■ **出典抜粋**:
####################
論 考

失敗の様相

 幼稚園児の送迎バス車内死亡は、いわば不注意ミスの集合で、1つひとつのミスはどこでもありそうなものである。大事が発生して大騒動になるが取り返しがつかない。

 勤め人生活のころ、工場に火気当番という仕組みがあった。職場の電気をすべて消すとか、お茶くみ場のガス栓を閉めるとか、その程度の簡単な作業である。ところが、なぜか、月1回くらいは当番がミスを冒す。

 守衛所に呼ばれて、原因を問われるのだが、なにしろ不注意ミスだから、原因が思い当たらず、もたついて、守衛さんがとんでもなく意地悪に思えた。不注意をやらないというのは、本当に難しい。

 送迎バス事故は、みんなが降車した後、誰かが車内点検すれば発生しなかった。園児を受け入れた保育士が点呼をきちっとおこなえば、気づいて無事にすんだのだが、やらなかった。ちゃらんぽらんな性質は理屈では絶対に直らない。
####################
■ **保存記録**:
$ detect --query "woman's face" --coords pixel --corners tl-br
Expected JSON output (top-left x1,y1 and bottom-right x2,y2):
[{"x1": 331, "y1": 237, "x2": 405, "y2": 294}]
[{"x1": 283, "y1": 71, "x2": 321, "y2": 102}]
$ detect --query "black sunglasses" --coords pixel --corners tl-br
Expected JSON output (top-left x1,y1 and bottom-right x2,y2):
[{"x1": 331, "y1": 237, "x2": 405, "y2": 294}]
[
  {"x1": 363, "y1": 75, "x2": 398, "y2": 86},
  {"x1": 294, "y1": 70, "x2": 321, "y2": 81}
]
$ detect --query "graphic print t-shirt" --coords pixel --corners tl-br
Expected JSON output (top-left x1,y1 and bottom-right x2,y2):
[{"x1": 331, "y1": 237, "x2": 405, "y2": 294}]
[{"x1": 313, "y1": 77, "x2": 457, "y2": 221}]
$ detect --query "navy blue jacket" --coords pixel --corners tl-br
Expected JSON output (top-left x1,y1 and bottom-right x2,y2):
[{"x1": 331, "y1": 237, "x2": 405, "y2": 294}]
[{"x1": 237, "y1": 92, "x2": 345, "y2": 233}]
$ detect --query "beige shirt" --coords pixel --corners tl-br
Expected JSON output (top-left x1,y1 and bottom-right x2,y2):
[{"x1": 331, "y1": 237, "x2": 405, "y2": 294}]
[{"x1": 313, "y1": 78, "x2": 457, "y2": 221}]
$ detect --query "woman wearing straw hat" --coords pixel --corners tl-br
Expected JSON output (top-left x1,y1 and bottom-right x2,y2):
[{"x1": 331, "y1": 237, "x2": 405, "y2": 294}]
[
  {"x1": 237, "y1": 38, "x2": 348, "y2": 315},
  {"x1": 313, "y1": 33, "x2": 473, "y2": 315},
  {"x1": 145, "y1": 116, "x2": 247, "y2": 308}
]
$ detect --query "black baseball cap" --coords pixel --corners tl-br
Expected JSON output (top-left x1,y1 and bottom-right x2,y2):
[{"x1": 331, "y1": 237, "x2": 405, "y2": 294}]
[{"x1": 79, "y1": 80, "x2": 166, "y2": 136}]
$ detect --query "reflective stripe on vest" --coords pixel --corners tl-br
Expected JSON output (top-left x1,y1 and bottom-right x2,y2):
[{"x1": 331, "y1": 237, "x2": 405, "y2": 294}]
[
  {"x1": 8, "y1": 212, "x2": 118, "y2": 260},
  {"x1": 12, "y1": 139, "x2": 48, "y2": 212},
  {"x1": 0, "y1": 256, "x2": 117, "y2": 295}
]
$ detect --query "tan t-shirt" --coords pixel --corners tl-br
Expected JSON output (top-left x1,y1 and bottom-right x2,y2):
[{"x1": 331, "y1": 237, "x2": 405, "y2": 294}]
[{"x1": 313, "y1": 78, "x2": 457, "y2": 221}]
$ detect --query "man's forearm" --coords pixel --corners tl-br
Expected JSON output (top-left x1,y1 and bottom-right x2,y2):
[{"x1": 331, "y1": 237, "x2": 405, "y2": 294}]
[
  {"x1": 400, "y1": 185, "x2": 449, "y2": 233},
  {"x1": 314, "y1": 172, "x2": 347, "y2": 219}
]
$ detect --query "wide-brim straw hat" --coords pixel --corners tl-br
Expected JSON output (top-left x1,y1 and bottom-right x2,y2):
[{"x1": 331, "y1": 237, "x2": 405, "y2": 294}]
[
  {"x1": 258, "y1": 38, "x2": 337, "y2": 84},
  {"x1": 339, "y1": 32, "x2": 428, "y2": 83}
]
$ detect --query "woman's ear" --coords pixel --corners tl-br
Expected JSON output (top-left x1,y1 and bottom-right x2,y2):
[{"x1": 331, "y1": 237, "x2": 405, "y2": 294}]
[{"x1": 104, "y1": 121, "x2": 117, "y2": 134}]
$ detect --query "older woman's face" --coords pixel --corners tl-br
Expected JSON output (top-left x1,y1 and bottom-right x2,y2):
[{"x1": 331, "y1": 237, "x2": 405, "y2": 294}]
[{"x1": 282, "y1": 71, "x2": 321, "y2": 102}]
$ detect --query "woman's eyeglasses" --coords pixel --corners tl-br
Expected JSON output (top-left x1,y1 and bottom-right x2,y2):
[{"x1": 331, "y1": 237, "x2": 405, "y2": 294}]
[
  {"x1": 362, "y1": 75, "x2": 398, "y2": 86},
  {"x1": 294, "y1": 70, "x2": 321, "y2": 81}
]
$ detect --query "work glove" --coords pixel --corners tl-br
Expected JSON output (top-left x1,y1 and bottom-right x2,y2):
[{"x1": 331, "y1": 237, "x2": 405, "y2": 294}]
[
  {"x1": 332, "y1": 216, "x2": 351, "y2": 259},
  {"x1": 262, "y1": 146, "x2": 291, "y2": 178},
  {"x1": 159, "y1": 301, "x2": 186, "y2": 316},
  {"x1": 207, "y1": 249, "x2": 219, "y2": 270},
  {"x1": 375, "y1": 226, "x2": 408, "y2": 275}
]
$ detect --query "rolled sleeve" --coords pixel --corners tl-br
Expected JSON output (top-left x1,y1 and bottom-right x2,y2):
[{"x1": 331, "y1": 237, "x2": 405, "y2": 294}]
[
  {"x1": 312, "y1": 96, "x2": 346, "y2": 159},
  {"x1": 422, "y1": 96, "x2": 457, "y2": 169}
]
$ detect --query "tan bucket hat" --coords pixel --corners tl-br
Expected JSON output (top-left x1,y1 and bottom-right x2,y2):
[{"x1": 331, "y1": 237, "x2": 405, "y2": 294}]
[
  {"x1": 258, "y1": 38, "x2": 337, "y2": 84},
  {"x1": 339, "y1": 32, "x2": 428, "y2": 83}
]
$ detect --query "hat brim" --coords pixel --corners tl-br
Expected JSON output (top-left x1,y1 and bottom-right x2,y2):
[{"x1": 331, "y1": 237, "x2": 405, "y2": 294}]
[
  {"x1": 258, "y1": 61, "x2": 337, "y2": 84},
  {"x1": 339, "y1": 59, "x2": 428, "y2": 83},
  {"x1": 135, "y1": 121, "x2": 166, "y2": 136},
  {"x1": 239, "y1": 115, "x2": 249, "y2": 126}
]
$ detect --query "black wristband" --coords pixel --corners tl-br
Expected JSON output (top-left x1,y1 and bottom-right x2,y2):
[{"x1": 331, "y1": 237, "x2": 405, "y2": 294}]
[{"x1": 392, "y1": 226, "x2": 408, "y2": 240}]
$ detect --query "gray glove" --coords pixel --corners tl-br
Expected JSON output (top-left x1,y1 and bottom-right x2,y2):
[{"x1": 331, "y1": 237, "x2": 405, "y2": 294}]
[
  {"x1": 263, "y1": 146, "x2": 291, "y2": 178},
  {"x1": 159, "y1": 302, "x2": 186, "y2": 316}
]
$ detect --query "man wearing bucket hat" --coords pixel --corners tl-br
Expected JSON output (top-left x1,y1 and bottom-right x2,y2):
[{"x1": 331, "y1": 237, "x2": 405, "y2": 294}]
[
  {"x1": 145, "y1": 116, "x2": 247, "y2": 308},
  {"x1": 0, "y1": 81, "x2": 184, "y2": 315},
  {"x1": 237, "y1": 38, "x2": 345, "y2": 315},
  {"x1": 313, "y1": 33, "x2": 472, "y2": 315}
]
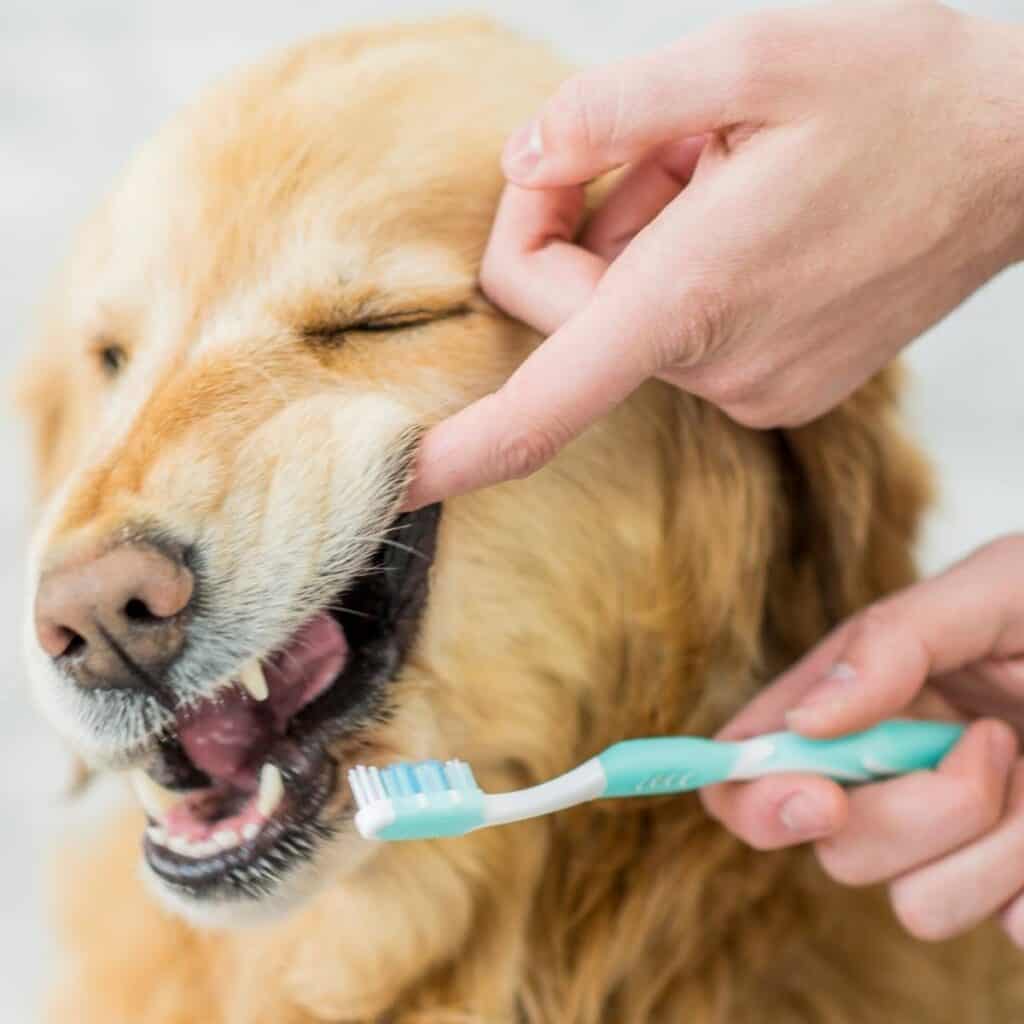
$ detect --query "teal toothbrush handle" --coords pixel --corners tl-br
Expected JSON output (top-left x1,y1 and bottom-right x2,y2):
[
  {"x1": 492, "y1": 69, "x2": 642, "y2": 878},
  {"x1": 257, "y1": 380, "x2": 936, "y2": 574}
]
[{"x1": 597, "y1": 719, "x2": 964, "y2": 797}]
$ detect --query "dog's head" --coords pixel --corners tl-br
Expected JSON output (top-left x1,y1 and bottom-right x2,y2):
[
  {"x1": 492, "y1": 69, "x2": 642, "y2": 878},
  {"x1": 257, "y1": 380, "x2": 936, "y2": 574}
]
[
  {"x1": 18, "y1": 22, "x2": 922, "y2": 937},
  {"x1": 19, "y1": 22, "x2": 573, "y2": 925}
]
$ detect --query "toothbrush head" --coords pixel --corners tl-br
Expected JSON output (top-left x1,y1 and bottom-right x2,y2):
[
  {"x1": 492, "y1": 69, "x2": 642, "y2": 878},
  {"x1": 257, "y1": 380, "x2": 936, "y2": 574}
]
[{"x1": 348, "y1": 761, "x2": 484, "y2": 840}]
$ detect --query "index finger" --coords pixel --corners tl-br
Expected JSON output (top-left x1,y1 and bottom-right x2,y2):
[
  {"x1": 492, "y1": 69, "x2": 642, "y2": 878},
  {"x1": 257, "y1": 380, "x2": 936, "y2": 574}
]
[{"x1": 404, "y1": 274, "x2": 656, "y2": 508}]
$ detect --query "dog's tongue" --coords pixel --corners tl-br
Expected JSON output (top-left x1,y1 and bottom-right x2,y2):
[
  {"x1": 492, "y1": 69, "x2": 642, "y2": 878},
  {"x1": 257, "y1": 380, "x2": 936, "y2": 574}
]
[{"x1": 177, "y1": 613, "x2": 348, "y2": 791}]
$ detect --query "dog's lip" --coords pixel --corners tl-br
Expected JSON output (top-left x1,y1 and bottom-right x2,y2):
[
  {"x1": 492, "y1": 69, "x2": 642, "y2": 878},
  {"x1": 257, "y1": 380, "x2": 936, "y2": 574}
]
[{"x1": 134, "y1": 506, "x2": 439, "y2": 898}]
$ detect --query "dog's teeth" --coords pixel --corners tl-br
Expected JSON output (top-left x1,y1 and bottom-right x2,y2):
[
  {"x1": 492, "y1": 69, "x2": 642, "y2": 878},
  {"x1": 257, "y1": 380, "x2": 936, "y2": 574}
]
[
  {"x1": 213, "y1": 828, "x2": 239, "y2": 850},
  {"x1": 167, "y1": 836, "x2": 191, "y2": 857},
  {"x1": 256, "y1": 762, "x2": 285, "y2": 818},
  {"x1": 131, "y1": 768, "x2": 178, "y2": 823},
  {"x1": 239, "y1": 657, "x2": 270, "y2": 700}
]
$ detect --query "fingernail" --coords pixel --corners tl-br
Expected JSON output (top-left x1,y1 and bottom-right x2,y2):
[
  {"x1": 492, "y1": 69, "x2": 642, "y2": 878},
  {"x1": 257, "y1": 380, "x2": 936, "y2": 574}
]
[
  {"x1": 778, "y1": 793, "x2": 830, "y2": 839},
  {"x1": 785, "y1": 662, "x2": 857, "y2": 725},
  {"x1": 504, "y1": 119, "x2": 544, "y2": 178}
]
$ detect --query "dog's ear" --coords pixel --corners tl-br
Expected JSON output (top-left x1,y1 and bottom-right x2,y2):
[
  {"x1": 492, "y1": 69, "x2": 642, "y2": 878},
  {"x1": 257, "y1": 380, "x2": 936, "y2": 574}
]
[{"x1": 769, "y1": 366, "x2": 932, "y2": 647}]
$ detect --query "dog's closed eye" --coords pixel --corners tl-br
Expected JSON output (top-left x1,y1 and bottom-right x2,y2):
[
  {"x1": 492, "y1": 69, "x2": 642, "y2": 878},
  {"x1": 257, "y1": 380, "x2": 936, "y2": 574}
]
[
  {"x1": 94, "y1": 338, "x2": 128, "y2": 379},
  {"x1": 301, "y1": 306, "x2": 469, "y2": 345}
]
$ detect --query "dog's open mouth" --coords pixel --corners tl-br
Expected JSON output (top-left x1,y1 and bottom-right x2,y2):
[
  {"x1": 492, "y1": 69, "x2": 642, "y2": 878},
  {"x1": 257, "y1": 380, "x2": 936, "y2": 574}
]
[{"x1": 135, "y1": 506, "x2": 439, "y2": 899}]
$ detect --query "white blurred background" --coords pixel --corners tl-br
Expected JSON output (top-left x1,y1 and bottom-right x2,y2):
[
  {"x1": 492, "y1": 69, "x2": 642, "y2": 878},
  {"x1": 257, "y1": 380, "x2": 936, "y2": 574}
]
[{"x1": 0, "y1": 0, "x2": 1024, "y2": 1024}]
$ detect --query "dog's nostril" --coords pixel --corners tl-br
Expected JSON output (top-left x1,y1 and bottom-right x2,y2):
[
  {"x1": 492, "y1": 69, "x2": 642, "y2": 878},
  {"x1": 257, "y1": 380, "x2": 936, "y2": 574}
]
[
  {"x1": 60, "y1": 630, "x2": 86, "y2": 657},
  {"x1": 123, "y1": 597, "x2": 162, "y2": 623}
]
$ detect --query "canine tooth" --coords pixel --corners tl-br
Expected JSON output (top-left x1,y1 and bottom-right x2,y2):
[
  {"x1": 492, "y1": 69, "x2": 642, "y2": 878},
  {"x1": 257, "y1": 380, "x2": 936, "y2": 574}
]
[
  {"x1": 213, "y1": 828, "x2": 239, "y2": 850},
  {"x1": 256, "y1": 762, "x2": 285, "y2": 818},
  {"x1": 239, "y1": 657, "x2": 270, "y2": 700},
  {"x1": 131, "y1": 768, "x2": 178, "y2": 822}
]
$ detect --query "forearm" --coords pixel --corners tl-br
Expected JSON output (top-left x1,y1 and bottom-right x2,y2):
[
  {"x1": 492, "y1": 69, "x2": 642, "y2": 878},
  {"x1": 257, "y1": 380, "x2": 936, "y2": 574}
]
[{"x1": 974, "y1": 18, "x2": 1024, "y2": 265}]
####################
■ **課題 A**:
出典抜粋の「勤め人生活のころ」で始まる段落を、主な事実を残して短く書き直してください。
■ **課題 B**:
出典抜粋によると、送迎バス事故は、みんなが降車した後に何をすれば発生しなかったのですか。
■ **課題 C**:
出典抜粋の本文を、最後の文の後から書き進めてください。

■ **想定解答 A**:
会社勤めのころ、工場には火気当番の仕組みがあった。職場の電気を消す、お茶くみ場のガス栓を閉めるといった簡単な作業だが、当番は月1回くらいミスを冒した。

■ **想定解答 B**:
誰かが車内点検をすれば発生しなかった。

■ **想定解答 C**:
 小学校低学年の教師の体験だが、生徒が30人ほどで、1人イレギュラーな発言・行動をする子供がいれば、もう、とても授業が進められないと悩んでいた。集中力を失うわけだ。

 日々の自分の生活でも、小さな異変があると、ペースが狂う。小さな異変がいろいろ重なって続くと、かなり疲れる。安心・安全という言葉が好きな日本人ということになっているが、それは他人任せでは絶対に得られない。

 なにしろ日常生活は危険がいっぱいである。本当に!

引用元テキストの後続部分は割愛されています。